- [Data for processing]:
»»

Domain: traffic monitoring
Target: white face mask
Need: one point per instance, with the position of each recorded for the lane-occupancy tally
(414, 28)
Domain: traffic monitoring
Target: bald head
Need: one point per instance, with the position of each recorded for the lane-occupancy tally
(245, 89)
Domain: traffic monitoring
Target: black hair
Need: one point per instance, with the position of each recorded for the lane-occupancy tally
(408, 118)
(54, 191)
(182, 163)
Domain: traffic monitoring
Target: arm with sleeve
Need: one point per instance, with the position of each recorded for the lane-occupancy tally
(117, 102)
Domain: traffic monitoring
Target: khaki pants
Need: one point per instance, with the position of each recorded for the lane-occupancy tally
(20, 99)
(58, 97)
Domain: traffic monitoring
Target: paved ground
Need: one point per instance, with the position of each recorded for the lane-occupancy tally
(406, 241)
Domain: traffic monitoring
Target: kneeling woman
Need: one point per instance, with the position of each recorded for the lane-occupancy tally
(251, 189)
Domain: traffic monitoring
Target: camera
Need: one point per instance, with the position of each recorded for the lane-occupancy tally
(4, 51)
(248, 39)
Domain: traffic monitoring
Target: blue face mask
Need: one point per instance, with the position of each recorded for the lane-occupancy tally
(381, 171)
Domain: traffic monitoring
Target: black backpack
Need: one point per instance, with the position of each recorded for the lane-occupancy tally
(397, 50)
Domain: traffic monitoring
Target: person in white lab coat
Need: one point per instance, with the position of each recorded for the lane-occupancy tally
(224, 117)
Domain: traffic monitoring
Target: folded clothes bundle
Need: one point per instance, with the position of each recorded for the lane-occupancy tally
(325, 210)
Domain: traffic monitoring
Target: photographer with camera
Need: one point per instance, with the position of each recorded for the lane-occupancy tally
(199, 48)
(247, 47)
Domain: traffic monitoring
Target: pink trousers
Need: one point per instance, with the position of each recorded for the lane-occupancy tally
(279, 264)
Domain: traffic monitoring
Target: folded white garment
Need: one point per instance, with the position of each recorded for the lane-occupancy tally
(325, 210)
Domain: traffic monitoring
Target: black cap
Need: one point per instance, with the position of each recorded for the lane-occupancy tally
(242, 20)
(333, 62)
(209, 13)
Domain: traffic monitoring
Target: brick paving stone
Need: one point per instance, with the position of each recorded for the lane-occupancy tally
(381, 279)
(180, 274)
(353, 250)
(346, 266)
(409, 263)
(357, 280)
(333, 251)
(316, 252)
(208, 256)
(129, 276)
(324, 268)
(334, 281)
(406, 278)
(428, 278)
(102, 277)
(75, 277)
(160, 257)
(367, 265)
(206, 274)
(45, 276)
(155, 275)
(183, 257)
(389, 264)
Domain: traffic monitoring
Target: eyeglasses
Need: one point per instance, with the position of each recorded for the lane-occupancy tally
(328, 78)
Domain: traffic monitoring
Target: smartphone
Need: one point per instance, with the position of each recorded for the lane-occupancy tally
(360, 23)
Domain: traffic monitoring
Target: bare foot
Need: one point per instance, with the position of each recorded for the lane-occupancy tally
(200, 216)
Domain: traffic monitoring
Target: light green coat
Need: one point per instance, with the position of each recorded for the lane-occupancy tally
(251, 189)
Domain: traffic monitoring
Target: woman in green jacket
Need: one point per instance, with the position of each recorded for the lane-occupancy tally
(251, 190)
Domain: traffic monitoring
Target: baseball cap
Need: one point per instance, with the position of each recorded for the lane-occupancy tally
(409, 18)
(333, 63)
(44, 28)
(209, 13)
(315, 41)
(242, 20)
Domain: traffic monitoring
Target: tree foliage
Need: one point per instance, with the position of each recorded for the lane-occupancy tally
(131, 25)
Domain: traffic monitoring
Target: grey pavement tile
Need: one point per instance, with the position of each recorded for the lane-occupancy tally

««

- [Goal]: Your task is to transcribe the listing above in full, exactly as given.

- [Final result]:
Domain: traffic monitoring
Target: white face mask
Need: one point per instance, with the position of each recorded for the lane-occupancy tally
(414, 28)
Domain: traffic monitoring
Target: bald head
Need: one point per instance, with the position of each recorded for the lane-occupancy tally
(245, 89)
Domain: traffic monitoring
Target: black hair
Need: one point per instance, with the position of each recorded for the lane-occupancy tally
(408, 118)
(54, 191)
(182, 163)
Domain: traffic monitoring
Target: arm with sleeve
Need: one point per instance, with the position of each recorded for the lane-occupancy tally
(117, 102)
Domain: traffic monitoring
Target: khaki pants
Need: one point per instance, with the position of each recorded for the lane-occupancy tally
(20, 99)
(58, 97)
Domain: traffic monitoring
Target: paved ground
Need: one point per instance, with the position of each recorded for the lane-occupancy tally
(406, 241)
Domain: traffic monitoring
Target: kneeling woman
Need: one point per instance, with the position of each recorded for the lane-occupancy tally
(251, 189)
Domain: traffic monitoring
Target: camera
Need: one point per instance, with the position of each recorded for the lane-occupancy tally
(4, 51)
(248, 39)
Domain: traffic monitoring
Target: blue face mask
Need: one point per instance, with the position of each recorded for the lane-occupancy tally
(381, 171)
Domain: traffic monitoring
Target: black backpack
Need: one point per instance, with the position of each recorded for the lane-occupancy tally
(397, 50)
Domain: traffic monitoring
Target: person in white lab coat
Need: one point per instance, with the position of each recorded for the lane-occupancy tally
(224, 117)
Domain: traffic monitoring
Target: folded clothes bundle
Need: one point per instance, with the position of each recorded for the lane-occupancy tally
(325, 210)
Domain: traffic monitoring
Target: photographer with camera
Need: one point per instance, with the position of each recorded for the lane-occupancy tally
(199, 48)
(247, 47)
Domain: traffic monitoring
Target: pink trousers
Need: one point per instance, with the position of each recorded for the lane-occupancy tally
(279, 264)
Domain: traffic monitoring
Target: folded white garment
Need: one point per instance, with the position of each recorded for the lane-occupancy tally
(325, 210)
Domain: traffic monitoring
Target: black cap
Need: one point per instance, with the position of each recorded for the lane-occupancy tally
(242, 20)
(333, 62)
(209, 13)
Domain: traffic monitoring
Target: brick paving stone
Need: one point per instance, with the position of each recorded for the lane-occupancy tally
(381, 279)
(180, 274)
(353, 250)
(346, 266)
(409, 263)
(357, 280)
(333, 251)
(316, 252)
(208, 256)
(129, 276)
(324, 268)
(334, 281)
(406, 278)
(428, 278)
(102, 277)
(75, 277)
(160, 257)
(367, 265)
(206, 274)
(45, 276)
(155, 275)
(183, 257)
(389, 264)
Domain: traffic monitoring
Target: eyeglasses
Need: one point per instance, with the position of each recorded for the lane-occupancy tally
(328, 78)
Domain: traffic monitoring
Target: smartphone
Need: one point per instance, with the position of each recorded for the lane-occupancy tally
(360, 23)
Domain: traffic monitoring
Target: bare foot
Need: one point per instance, with the position of each recorded for the lane-occupancy tally
(200, 216)
Domain: traffic monitoring
Target: light green coat
Need: one point per instance, with the position of each recorded for the lane-occupancy tally
(251, 189)
Domain: traffic monitoring
Target: woman in green jacket
Need: one point per instance, with the position of each recorded for the lane-occupancy tally
(251, 190)
Domain: traffic monitoring
Target: baseball cap
Need: one point per instance, with the position of each recorded for the lane-occupancy tally
(409, 18)
(333, 63)
(44, 28)
(209, 13)
(315, 41)
(242, 20)
Domain: traffic monitoring
Target: tree foliage
Need: one point per instance, with the position of each recorded for the lane-occupancy tally
(131, 25)
Domain: traffic monitoring
Target: grey pavement tile
Need: one point per instance, with the position of each recorded for the lane-occupancy tally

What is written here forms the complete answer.